→ **EXERCISE**
Work through the records below and copy every line that includes "query".
Top of SUPPLIED DATA
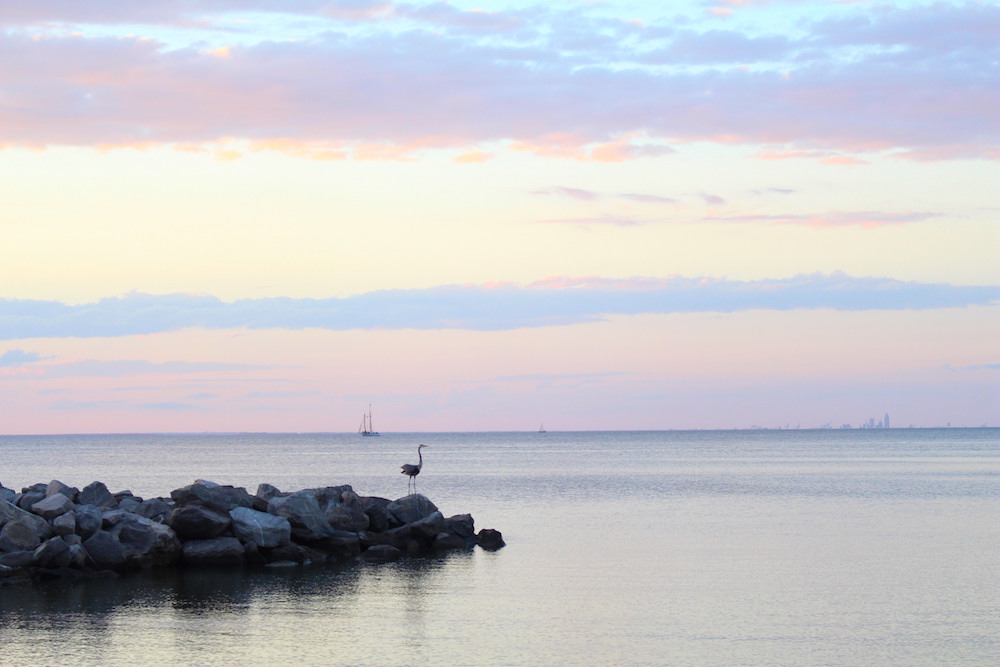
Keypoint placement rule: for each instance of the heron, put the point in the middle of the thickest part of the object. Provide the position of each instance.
(413, 470)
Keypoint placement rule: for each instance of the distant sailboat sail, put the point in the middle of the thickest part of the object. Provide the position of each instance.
(366, 428)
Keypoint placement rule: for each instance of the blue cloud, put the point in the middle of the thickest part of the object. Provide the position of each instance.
(548, 303)
(18, 358)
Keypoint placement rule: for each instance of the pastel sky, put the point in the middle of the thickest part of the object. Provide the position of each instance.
(265, 215)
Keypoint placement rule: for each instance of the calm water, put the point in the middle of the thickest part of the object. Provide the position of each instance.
(645, 548)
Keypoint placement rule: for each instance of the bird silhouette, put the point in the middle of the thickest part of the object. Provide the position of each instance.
(413, 470)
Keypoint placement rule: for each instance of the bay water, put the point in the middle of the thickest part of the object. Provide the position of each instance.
(832, 547)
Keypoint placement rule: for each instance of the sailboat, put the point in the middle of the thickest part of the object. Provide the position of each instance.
(366, 424)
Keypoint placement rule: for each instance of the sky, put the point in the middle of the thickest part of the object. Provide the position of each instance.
(264, 215)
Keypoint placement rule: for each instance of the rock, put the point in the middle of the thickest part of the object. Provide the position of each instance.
(19, 536)
(11, 512)
(289, 551)
(382, 553)
(52, 553)
(89, 519)
(379, 518)
(157, 509)
(217, 551)
(13, 575)
(490, 539)
(55, 505)
(411, 508)
(65, 524)
(29, 498)
(210, 494)
(264, 494)
(195, 522)
(17, 558)
(129, 504)
(105, 551)
(55, 486)
(98, 495)
(462, 525)
(426, 530)
(304, 514)
(261, 528)
(339, 544)
(147, 543)
(449, 542)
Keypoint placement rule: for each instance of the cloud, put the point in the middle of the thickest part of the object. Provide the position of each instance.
(14, 358)
(553, 302)
(93, 368)
(868, 219)
(917, 82)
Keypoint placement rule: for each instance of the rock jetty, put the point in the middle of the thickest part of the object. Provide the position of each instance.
(55, 531)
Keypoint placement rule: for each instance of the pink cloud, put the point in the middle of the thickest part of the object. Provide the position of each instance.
(916, 82)
(866, 219)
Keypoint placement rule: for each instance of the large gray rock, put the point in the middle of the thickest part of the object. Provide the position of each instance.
(11, 512)
(89, 519)
(379, 517)
(30, 497)
(157, 509)
(304, 514)
(264, 493)
(7, 494)
(195, 522)
(65, 524)
(411, 508)
(52, 553)
(55, 505)
(261, 528)
(345, 511)
(218, 497)
(217, 551)
(19, 536)
(382, 553)
(147, 543)
(55, 486)
(97, 494)
(105, 551)
(490, 539)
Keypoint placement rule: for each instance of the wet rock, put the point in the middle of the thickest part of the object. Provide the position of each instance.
(195, 522)
(147, 543)
(304, 514)
(157, 509)
(97, 494)
(55, 486)
(490, 539)
(19, 536)
(55, 505)
(261, 528)
(411, 508)
(65, 524)
(53, 553)
(216, 551)
(217, 497)
(105, 551)
(382, 553)
(449, 542)
(89, 520)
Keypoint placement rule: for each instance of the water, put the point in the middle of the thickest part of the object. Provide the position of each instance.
(644, 548)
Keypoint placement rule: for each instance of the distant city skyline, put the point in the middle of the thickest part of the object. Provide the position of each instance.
(246, 216)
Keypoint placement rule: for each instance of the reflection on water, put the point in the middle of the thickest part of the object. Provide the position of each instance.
(315, 615)
(696, 548)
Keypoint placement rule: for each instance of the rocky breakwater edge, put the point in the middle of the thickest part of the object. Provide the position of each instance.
(54, 531)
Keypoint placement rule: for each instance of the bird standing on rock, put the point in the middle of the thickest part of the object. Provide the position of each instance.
(413, 470)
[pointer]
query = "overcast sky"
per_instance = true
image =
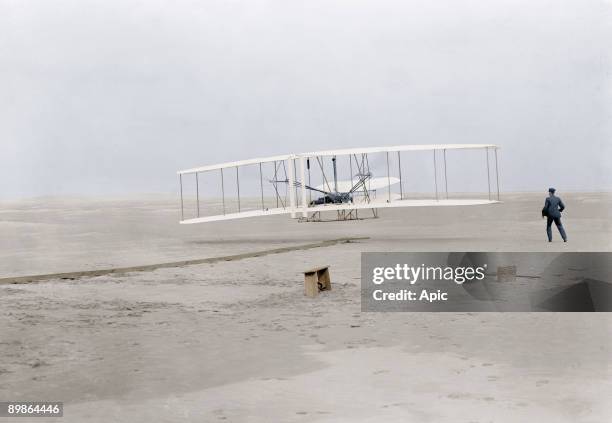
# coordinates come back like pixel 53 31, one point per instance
pixel 112 97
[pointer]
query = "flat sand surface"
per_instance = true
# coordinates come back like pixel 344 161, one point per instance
pixel 237 341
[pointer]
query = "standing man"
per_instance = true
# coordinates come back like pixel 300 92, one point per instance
pixel 552 211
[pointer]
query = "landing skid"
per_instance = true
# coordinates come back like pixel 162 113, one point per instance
pixel 341 215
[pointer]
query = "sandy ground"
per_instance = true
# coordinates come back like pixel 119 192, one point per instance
pixel 237 341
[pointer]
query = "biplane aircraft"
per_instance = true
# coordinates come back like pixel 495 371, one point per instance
pixel 308 184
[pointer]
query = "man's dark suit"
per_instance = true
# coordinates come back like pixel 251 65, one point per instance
pixel 552 210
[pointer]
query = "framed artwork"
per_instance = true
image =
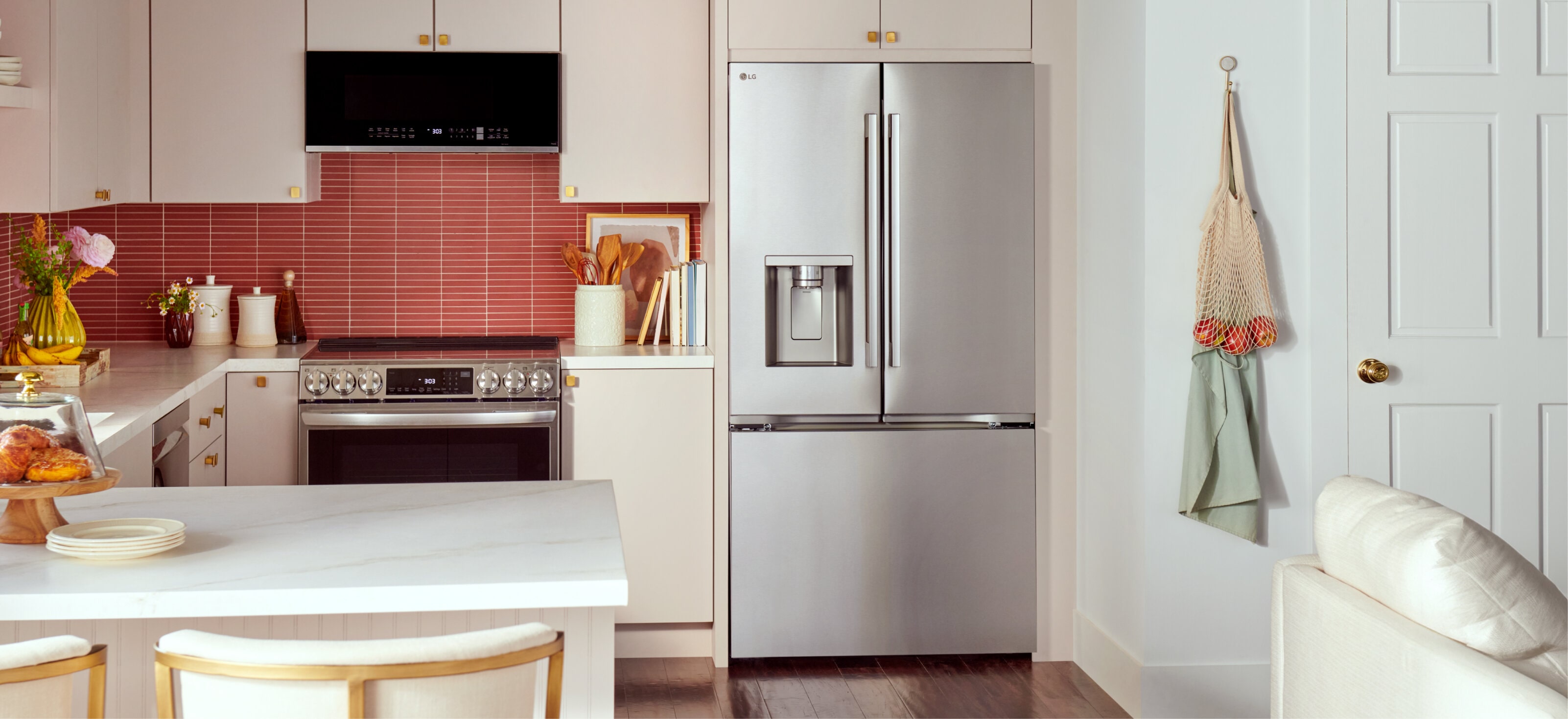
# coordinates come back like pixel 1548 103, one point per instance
pixel 667 242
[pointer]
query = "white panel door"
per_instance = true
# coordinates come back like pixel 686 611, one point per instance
pixel 386 25
pixel 957 24
pixel 634 101
pixel 228 102
pixel 499 25
pixel 650 431
pixel 805 24
pixel 1457 244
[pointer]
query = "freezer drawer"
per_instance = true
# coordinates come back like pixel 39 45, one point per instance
pixel 882 542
Bottom of SUPPLIED DATA
→ **OUTPUT FOR THIS TASK**
query = "overcast sky"
query = "flat sand surface"
query = "standing man"
query = "landing skid"
query = "sandy ground"
query = "biplane aircraft"
query = "man's dark suit"
query = "framed artwork"
query = "white panel door"
query = "freezer drawer"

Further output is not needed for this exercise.